What is being asked — Repeat every record below exactly as it appears.

==============================

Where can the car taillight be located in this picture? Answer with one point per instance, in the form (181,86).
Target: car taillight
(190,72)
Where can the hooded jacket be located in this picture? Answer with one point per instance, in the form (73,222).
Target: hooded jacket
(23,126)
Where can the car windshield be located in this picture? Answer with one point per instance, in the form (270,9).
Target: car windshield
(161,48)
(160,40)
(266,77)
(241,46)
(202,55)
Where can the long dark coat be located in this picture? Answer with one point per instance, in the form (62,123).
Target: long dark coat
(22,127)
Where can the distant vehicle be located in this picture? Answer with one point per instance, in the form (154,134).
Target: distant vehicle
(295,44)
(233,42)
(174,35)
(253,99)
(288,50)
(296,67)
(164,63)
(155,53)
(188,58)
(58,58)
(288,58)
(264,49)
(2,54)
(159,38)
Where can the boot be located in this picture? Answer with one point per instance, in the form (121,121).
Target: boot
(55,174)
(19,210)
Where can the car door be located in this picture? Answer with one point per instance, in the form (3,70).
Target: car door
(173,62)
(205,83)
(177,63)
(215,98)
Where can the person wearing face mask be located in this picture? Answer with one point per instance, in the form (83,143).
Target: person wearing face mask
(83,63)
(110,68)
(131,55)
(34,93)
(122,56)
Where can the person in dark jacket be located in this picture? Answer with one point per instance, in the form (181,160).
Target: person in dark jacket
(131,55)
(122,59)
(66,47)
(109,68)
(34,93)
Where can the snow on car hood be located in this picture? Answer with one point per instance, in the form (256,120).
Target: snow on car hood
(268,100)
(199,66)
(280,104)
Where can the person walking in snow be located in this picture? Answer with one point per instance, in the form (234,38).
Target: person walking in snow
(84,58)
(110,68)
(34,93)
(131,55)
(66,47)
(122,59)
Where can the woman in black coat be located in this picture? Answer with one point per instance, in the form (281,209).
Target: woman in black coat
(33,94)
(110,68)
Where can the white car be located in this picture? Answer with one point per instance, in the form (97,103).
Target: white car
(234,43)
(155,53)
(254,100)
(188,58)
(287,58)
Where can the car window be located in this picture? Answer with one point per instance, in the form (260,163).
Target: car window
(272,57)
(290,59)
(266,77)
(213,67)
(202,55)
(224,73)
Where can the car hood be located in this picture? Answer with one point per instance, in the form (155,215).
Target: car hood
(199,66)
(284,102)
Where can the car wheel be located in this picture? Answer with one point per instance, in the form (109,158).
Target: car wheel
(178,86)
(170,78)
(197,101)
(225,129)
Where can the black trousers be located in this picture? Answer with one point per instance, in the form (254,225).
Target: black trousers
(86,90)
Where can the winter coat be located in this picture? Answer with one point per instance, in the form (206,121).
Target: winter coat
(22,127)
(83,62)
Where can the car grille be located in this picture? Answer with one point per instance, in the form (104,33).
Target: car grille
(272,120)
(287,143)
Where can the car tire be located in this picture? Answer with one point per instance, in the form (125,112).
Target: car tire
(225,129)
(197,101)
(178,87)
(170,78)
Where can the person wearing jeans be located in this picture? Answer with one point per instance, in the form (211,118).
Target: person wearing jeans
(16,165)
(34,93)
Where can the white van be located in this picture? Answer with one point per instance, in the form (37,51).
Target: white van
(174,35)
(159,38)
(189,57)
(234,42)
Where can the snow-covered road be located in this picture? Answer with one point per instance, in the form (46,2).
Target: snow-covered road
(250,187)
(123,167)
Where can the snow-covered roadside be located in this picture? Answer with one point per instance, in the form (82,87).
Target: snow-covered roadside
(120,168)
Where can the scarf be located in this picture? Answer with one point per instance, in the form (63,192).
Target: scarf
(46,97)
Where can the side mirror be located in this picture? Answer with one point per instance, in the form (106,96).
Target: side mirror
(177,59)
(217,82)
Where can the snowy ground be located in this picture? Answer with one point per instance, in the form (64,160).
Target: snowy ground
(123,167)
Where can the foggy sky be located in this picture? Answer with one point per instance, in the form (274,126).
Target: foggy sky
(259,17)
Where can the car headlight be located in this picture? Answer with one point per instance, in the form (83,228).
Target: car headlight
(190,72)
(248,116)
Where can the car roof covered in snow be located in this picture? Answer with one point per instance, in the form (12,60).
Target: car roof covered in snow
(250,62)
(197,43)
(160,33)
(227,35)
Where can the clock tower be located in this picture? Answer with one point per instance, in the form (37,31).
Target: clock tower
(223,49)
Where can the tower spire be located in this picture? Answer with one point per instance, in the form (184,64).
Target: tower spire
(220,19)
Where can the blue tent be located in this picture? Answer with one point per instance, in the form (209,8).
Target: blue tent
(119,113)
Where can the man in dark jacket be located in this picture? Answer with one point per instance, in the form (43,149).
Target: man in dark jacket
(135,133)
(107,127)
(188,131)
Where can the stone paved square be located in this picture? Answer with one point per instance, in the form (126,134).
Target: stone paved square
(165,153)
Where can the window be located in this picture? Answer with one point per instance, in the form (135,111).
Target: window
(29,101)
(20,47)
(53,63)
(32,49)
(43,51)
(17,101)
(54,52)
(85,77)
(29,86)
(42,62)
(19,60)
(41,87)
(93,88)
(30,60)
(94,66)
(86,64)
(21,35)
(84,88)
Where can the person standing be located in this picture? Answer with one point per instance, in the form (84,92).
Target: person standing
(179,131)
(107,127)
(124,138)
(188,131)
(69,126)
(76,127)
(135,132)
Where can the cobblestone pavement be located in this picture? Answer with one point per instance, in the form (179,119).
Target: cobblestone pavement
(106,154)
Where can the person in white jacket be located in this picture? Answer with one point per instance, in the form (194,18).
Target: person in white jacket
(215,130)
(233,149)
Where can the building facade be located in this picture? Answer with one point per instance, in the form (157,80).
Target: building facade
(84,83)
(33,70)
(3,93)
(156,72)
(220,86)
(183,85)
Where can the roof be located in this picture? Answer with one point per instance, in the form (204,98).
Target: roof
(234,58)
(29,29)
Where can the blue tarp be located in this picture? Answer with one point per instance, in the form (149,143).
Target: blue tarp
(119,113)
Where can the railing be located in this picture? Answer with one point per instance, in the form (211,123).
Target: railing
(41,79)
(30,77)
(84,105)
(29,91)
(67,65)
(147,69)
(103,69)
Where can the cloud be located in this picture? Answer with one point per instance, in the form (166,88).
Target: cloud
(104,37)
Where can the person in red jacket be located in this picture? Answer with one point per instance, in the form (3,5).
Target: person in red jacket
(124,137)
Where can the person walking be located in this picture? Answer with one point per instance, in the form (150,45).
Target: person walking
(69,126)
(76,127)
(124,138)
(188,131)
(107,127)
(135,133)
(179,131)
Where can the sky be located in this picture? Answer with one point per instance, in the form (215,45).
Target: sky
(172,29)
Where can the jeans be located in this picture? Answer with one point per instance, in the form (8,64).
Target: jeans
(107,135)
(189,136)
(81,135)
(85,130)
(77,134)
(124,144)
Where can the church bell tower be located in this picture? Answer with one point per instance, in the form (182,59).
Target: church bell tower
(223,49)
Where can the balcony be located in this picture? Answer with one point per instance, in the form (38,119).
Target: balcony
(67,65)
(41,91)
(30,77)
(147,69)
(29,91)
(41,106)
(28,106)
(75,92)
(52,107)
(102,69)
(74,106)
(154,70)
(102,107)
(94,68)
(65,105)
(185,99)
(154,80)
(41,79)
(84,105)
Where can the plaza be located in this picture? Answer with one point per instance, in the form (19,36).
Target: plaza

==============================

Exercise response —
Where can the car taillight be located in this picture? Answer with one point per instance, in the form (181,86).
Target: car taillight
(190,72)
Where can the hooded jacket be located in this picture? Answer with one point per instance, in the form (73,222).
Target: hooded jacket
(23,126)
Where can the car windshield be located in this picture? Answer with one point per instance, in the form (270,9).
Target: car windshield
(161,48)
(160,40)
(266,77)
(241,46)
(202,55)
Where can the long dark coat be located in this picture? Answer with one point per instance, in the form (62,123).
Target: long dark coat
(22,127)
Where can the distant vehicle be located in this picture? Answer with one point per instance, in the form (154,134).
Target: distant vehicle
(295,44)
(233,42)
(174,35)
(253,99)
(288,50)
(296,67)
(164,63)
(155,53)
(188,58)
(58,58)
(288,58)
(264,49)
(2,54)
(159,38)
Where can the boot be located in this picture? Answer with one point per instance, in the form (121,121).
Target: boot
(55,174)
(19,210)
Where can the car door be located in this picture? Answer with one point per instance, in the form (3,70).
Target: car door
(173,62)
(205,83)
(177,63)
(215,98)
Where can the person wearing face mask be located in this picture? Answer with one point per instance, in the form (83,143).
Target: person wearing face mask
(83,63)
(110,68)
(131,55)
(34,93)
(122,56)
Where can the person in dark jacket be located in this picture? Answer with one point per instance, in the form (181,160).
Target: person in dark jacket
(131,55)
(122,59)
(66,47)
(109,68)
(34,93)
Where can the snow on car hood be located in this picture? Answer with one point per instance, in the form (256,120).
Target: snow on car hood
(268,100)
(199,66)
(280,104)
Where can the person walking in snow be located in this picture? Answer with one point per instance, in the form (234,38).
Target: person walking in snow
(84,58)
(110,68)
(34,93)
(131,55)
(66,47)
(122,59)
Where can the woman in black coat be located in this picture? Answer with one point per instance, in the form (281,209).
Target: woman in black coat
(33,94)
(110,68)
Where can the white car be located in this picture? Answer with one point per instance, in the form (97,103).
Target: white car
(234,43)
(155,53)
(254,100)
(188,58)
(287,58)
Where can the car window be located in this picture? Answer with one point per instance, in the form (260,163).
Target: car window
(272,57)
(290,59)
(266,77)
(213,67)
(202,55)
(224,73)
Where can the car hood be located in this picture? Answer with one point per instance, in the form (155,215).
Target: car hood
(199,66)
(284,102)
Where can the car wheel be located in this picture? Answer with one point per instance, in the form (109,158).
Target: car wheel
(178,86)
(170,78)
(197,101)
(225,129)
Where can the black trousers be located in this picture? Answer with one point per instance, in the form (254,225).
Target: black trousers
(86,90)
Where can the winter coat be located in this picture? Answer with one point per instance, in the form (206,121).
Target: winter coat
(22,127)
(83,62)
Where can the car grille be located in this picture? Answer with one point per instance, in the form (104,33).
Target: car grille
(272,120)
(287,143)
Where can the car tire be located in this picture? Answer with one point per instance, in the form (125,112).
Target: car tire
(225,129)
(197,101)
(178,87)
(170,78)
Where can the person wearing jeans be located in this picture? Answer with one point per instance, in the form (211,118).
Target: person wearing jeans
(16,165)
(34,93)
Where can the white van be located in this picture? Answer with one point per instance, in the form (37,51).
Target: white van
(174,35)
(159,38)
(189,57)
(234,42)
Where can the snow-covered road be located in this picture? Answer with one point per instance, in the form (46,2).
Target: snow-covered road
(250,187)
(123,167)
Where can the snow-covered roadside be located in this picture? Answer with one point per instance, in the form (82,87).
Target: snow-covered roadside
(120,168)
Where can the scarf be located in this picture? Answer with one point per instance, in the form (63,192).
Target: scarf
(46,97)
Where can the side mirror be located in this picture? Answer with one point per instance, in the form (106,96).
Target: side mirror
(177,59)
(217,82)
Where can the snowy ground be located in this picture? Answer with one point per instance, in the form (64,160).
Target: snowy ground
(123,167)
Where can the foggy sky be located in this picture? Answer with one point per instance, in the form (274,126).
Target: foggy sky
(259,17)
Where can the car headlight be located in this picture? Answer with one point per instance, in the form (83,228).
Target: car headlight
(190,72)
(248,116)
Where can the car roof covered in snow be located in this picture? Answer with one point per instance, in the form (12,60).
Target: car roof covered in snow
(250,62)
(197,43)
(160,33)
(227,35)
Where can the clock tower be located in this picture? Answer with one point per instance, in the form (37,31).
Target: clock tower
(223,49)
Where can the tower spire be located in this picture? Answer with one point per instance, in the form (184,64).
Target: tower spire
(220,19)
Where can the blue tent be located in this picture? Answer with one point per instance, in the form (209,8).
Target: blue tent
(119,113)
Where can the man in dark jacket be located in this picture? Answer with one point per instance, in the form (43,149).
Target: man in dark jacket
(135,133)
(107,127)
(188,131)
Where can the stone paved square be located in this picture? Answer with one point per instance, in the form (126,134).
Target: stone paved square
(165,153)
Where can the window be located in this picture? Answer with one point per instance, in the form (135,111).
Target: window
(29,101)
(20,47)
(53,63)
(32,49)
(43,51)
(17,101)
(54,52)
(85,77)
(29,86)
(42,62)
(19,60)
(41,87)
(93,88)
(30,60)
(94,66)
(86,64)
(21,35)
(84,88)
Where can the person standing be located in this picture? Answer with one point per instance, in the form (84,92).
Target: person standing
(179,131)
(107,127)
(124,138)
(188,131)
(69,126)
(76,127)
(135,132)
Where can the cobblestone pavement be located in this picture? Answer with one point per instance, in the form (179,119).
Target: cobblestone pavement
(106,154)
Where can the person in white jacket be located in this picture? Answer with one point per instance, in the form (194,18).
Target: person in white jacket
(215,130)
(233,149)
Where can the building facade be located in this picture? Answer with one point per instance, in the form (157,80).
Target: building facade
(84,83)
(33,70)
(3,93)
(156,72)
(220,86)
(183,85)
Where can the roof be located in this picture? Answer with one point per instance, in the form (204,98).
Target: roof
(234,58)
(29,29)
Where can the blue tarp be located in this picture? Answer with one point per instance, in the form (149,143).
Target: blue tarp
(119,113)
Where can the railing be located in this picture? Answer with one point per instance, in the form (211,123).
Target: railing
(41,79)
(30,77)
(84,105)
(29,91)
(67,65)
(147,69)
(103,69)
Where can the cloud be located in this picture? Answer with one point per instance, in the form (166,88).
Target: cloud
(104,37)
Where can the person in red jacket be located in this picture? Answer with one point per instance, in the form (3,5).
Target: person in red jacket
(124,137)
Where can the person walking be located in this picture? Answer with one point per instance, in the form (150,45).
Target: person walking
(69,126)
(76,127)
(124,138)
(188,131)
(107,127)
(135,133)
(179,131)
Where can the sky be located in this picture? Answer with one point per instance, in the form (215,45).
Target: sky
(172,29)
Where can the jeans be located in this picture? Answer with one point per instance, in the form (8,64).
Target: jeans
(107,135)
(189,136)
(81,135)
(85,130)
(77,134)
(124,144)
Where can the church bell tower be located in this picture? Answer with one point per instance, in the form (182,59).
Target: church bell tower
(223,49)
Where can the balcony be located in this picture? Answer with one point per instance, in the form (38,119).
Target: balcony
(67,65)
(41,91)
(30,77)
(147,69)
(29,91)
(41,106)
(28,106)
(75,92)
(52,107)
(102,69)
(74,106)
(154,70)
(102,107)
(94,68)
(65,105)
(185,99)
(154,80)
(41,79)
(84,105)
Where can the plaza be located in this picture? Answer with one point per instance, in the form (19,36).
Target: plaza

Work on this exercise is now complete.